## Task item
Each record is to be printed again precisely as it reads.

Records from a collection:
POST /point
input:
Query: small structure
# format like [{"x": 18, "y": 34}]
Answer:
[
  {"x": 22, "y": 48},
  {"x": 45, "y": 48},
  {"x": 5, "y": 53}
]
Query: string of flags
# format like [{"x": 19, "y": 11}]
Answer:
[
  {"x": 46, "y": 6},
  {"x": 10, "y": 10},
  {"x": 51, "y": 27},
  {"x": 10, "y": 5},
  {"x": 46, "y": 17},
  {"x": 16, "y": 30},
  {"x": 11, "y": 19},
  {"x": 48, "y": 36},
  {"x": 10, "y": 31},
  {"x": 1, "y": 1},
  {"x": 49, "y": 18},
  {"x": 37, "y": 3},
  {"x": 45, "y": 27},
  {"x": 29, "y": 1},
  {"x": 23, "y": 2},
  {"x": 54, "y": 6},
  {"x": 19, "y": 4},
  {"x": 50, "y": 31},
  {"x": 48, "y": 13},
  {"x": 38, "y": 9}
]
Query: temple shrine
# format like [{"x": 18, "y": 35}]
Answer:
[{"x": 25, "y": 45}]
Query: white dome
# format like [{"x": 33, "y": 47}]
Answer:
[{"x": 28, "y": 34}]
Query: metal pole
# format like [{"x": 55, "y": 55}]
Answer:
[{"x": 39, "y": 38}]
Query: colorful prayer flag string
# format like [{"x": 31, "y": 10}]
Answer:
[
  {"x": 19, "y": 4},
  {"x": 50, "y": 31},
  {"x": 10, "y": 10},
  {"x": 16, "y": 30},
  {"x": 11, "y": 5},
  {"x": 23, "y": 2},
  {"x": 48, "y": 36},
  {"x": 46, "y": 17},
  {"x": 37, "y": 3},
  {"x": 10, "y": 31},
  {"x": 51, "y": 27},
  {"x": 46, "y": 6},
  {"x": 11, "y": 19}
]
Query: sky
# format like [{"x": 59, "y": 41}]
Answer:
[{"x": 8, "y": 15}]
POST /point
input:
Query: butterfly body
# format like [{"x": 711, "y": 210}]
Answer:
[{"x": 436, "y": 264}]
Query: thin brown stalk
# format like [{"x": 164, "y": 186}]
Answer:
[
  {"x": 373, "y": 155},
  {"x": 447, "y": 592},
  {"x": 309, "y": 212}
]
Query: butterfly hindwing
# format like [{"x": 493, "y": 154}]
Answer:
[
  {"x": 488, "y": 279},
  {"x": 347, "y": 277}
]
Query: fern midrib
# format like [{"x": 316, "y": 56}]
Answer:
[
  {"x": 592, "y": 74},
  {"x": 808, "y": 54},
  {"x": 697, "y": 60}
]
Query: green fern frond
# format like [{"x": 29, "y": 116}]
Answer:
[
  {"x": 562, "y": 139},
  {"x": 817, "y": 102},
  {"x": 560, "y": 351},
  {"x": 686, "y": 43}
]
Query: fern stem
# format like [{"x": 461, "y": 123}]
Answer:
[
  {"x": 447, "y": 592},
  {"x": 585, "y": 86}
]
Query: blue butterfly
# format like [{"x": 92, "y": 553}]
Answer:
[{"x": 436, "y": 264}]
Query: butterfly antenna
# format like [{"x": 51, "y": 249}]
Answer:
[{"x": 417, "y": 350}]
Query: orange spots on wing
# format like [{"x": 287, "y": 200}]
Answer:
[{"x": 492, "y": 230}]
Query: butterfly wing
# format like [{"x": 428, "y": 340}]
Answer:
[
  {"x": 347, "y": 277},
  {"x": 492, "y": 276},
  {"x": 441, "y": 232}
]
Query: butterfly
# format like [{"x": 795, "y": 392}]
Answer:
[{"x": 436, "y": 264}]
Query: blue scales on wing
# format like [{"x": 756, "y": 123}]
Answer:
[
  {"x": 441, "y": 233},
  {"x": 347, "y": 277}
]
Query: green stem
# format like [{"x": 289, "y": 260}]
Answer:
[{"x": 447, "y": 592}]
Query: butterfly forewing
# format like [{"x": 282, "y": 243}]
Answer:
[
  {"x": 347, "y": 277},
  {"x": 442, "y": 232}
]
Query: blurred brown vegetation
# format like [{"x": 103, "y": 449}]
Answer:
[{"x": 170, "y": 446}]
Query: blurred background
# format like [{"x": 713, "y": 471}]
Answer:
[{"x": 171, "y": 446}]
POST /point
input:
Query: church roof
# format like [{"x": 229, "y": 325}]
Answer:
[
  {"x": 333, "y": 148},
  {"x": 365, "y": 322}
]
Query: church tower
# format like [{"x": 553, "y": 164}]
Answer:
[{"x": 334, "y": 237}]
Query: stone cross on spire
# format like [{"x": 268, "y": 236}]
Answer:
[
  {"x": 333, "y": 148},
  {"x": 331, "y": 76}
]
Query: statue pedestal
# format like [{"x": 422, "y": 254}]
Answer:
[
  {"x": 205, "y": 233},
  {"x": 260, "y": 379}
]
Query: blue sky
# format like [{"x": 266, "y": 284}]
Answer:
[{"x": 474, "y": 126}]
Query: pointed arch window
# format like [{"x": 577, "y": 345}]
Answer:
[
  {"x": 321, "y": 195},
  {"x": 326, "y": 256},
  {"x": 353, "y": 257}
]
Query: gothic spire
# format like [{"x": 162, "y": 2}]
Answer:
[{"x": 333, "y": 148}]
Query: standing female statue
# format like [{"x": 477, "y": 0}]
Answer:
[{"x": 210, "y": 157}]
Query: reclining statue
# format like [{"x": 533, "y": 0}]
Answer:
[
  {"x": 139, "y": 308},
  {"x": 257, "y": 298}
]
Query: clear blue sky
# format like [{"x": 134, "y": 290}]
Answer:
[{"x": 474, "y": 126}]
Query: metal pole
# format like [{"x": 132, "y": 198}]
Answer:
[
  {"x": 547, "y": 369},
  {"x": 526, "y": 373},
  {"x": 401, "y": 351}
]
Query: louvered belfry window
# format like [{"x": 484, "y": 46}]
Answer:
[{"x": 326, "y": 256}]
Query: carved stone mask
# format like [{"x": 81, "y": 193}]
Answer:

## Response to this task
POST /point
input:
Query: small structure
# format like [{"x": 18, "y": 34}]
Answer:
[
  {"x": 22, "y": 48},
  {"x": 45, "y": 48},
  {"x": 5, "y": 53}
]
Query: string of flags
# format like [{"x": 19, "y": 11}]
Answer:
[
  {"x": 46, "y": 6},
  {"x": 10, "y": 10},
  {"x": 51, "y": 27},
  {"x": 10, "y": 5},
  {"x": 46, "y": 17},
  {"x": 16, "y": 30},
  {"x": 11, "y": 19},
  {"x": 48, "y": 36},
  {"x": 10, "y": 31},
  {"x": 1, "y": 1},
  {"x": 49, "y": 18},
  {"x": 37, "y": 3},
  {"x": 45, "y": 27},
  {"x": 29, "y": 1},
  {"x": 23, "y": 2},
  {"x": 54, "y": 6},
  {"x": 19, "y": 4},
  {"x": 50, "y": 31},
  {"x": 48, "y": 13},
  {"x": 38, "y": 9}
]
Query: temple shrine
# format like [{"x": 18, "y": 35}]
Answer:
[{"x": 25, "y": 45}]
Query: white dome
# format like [{"x": 33, "y": 47}]
Answer:
[{"x": 28, "y": 34}]
Query: metal pole
# format like [{"x": 55, "y": 55}]
Answer:
[{"x": 39, "y": 38}]
Query: colorful prayer flag string
# format like [{"x": 31, "y": 10}]
Answer:
[
  {"x": 19, "y": 4},
  {"x": 50, "y": 31},
  {"x": 10, "y": 10},
  {"x": 16, "y": 30},
  {"x": 11, "y": 5},
  {"x": 23, "y": 2},
  {"x": 48, "y": 36},
  {"x": 46, "y": 17},
  {"x": 37, "y": 3},
  {"x": 10, "y": 31},
  {"x": 51, "y": 27},
  {"x": 46, "y": 6},
  {"x": 11, "y": 19}
]
Query: sky
# format like [{"x": 59, "y": 41}]
Answer:
[{"x": 8, "y": 15}]
POST /point
input:
Query: butterfly body
# format like [{"x": 711, "y": 210}]
Answer:
[{"x": 436, "y": 264}]
Query: thin brown stalk
# format like [{"x": 164, "y": 186}]
Answer:
[
  {"x": 373, "y": 155},
  {"x": 447, "y": 592},
  {"x": 309, "y": 212}
]
Query: butterfly hindwing
# format like [{"x": 493, "y": 154}]
Answer:
[
  {"x": 488, "y": 279},
  {"x": 347, "y": 277}
]
Query: fern midrib
# format like [{"x": 316, "y": 56}]
Answer:
[
  {"x": 592, "y": 74},
  {"x": 808, "y": 54},
  {"x": 697, "y": 60}
]
Query: green fern frond
# format like [{"x": 29, "y": 116}]
Answer:
[
  {"x": 562, "y": 139},
  {"x": 817, "y": 102},
  {"x": 560, "y": 351},
  {"x": 686, "y": 43}
]
Query: fern stem
# format like [{"x": 461, "y": 123}]
Answer:
[
  {"x": 447, "y": 592},
  {"x": 585, "y": 86}
]
Query: blue butterfly
# format like [{"x": 92, "y": 553}]
Answer:
[{"x": 436, "y": 264}]
Query: butterfly antenna
# format like [{"x": 51, "y": 249}]
Answer:
[{"x": 417, "y": 350}]
Query: orange spots on wing
# format like [{"x": 287, "y": 200}]
Answer:
[{"x": 492, "y": 230}]
Query: butterfly wing
# format like [{"x": 428, "y": 340}]
Answer:
[
  {"x": 347, "y": 277},
  {"x": 492, "y": 276},
  {"x": 441, "y": 232}
]
Query: butterfly
# format like [{"x": 795, "y": 392}]
Answer:
[{"x": 436, "y": 264}]
Query: blue scales on wing
# format like [{"x": 756, "y": 123}]
Answer:
[
  {"x": 441, "y": 233},
  {"x": 347, "y": 277}
]
Query: green stem
# format like [{"x": 289, "y": 260}]
Answer:
[{"x": 447, "y": 592}]
Query: butterfly forewing
# format like [{"x": 282, "y": 243}]
Answer:
[
  {"x": 347, "y": 277},
  {"x": 442, "y": 232}
]
Query: blurred brown vegetation
# format like [{"x": 103, "y": 449}]
Answer:
[{"x": 170, "y": 446}]
Query: blurred background
# format like [{"x": 713, "y": 471}]
Answer:
[{"x": 171, "y": 446}]
POST /point
input:
Query: church roof
# format like [{"x": 229, "y": 325}]
Answer:
[
  {"x": 333, "y": 148},
  {"x": 365, "y": 322}
]
Query: church tower
# format like [{"x": 553, "y": 164}]
Answer:
[{"x": 334, "y": 237}]
Query: stone cross on spire
# format like [{"x": 268, "y": 236}]
Answer:
[
  {"x": 333, "y": 148},
  {"x": 331, "y": 76}
]
Query: statue pedestal
# format like [{"x": 422, "y": 254}]
Answer:
[
  {"x": 205, "y": 233},
  {"x": 260, "y": 379}
]
Query: blue sky
# format like [{"x": 266, "y": 284}]
Answer:
[{"x": 474, "y": 126}]
Query: pointed arch window
# format like [{"x": 577, "y": 345}]
Answer:
[
  {"x": 321, "y": 195},
  {"x": 326, "y": 256},
  {"x": 353, "y": 257}
]
Query: gothic spire
# format like [{"x": 162, "y": 2}]
Answer:
[{"x": 333, "y": 148}]
Query: standing female statue
# format like [{"x": 477, "y": 0}]
Answer:
[{"x": 210, "y": 157}]
Query: reclining statue
# format like [{"x": 533, "y": 0}]
Answer:
[
  {"x": 139, "y": 308},
  {"x": 257, "y": 298}
]
Query: clear blue sky
# format like [{"x": 134, "y": 290}]
Answer:
[{"x": 474, "y": 126}]
Query: metal pole
# format like [{"x": 132, "y": 198}]
Answer:
[
  {"x": 547, "y": 369},
  {"x": 526, "y": 373},
  {"x": 401, "y": 351}
]
Query: louvered belfry window
# format like [{"x": 484, "y": 46}]
Answer:
[{"x": 326, "y": 256}]
Query: carved stone mask
# format like [{"x": 81, "y": 193}]
Answer:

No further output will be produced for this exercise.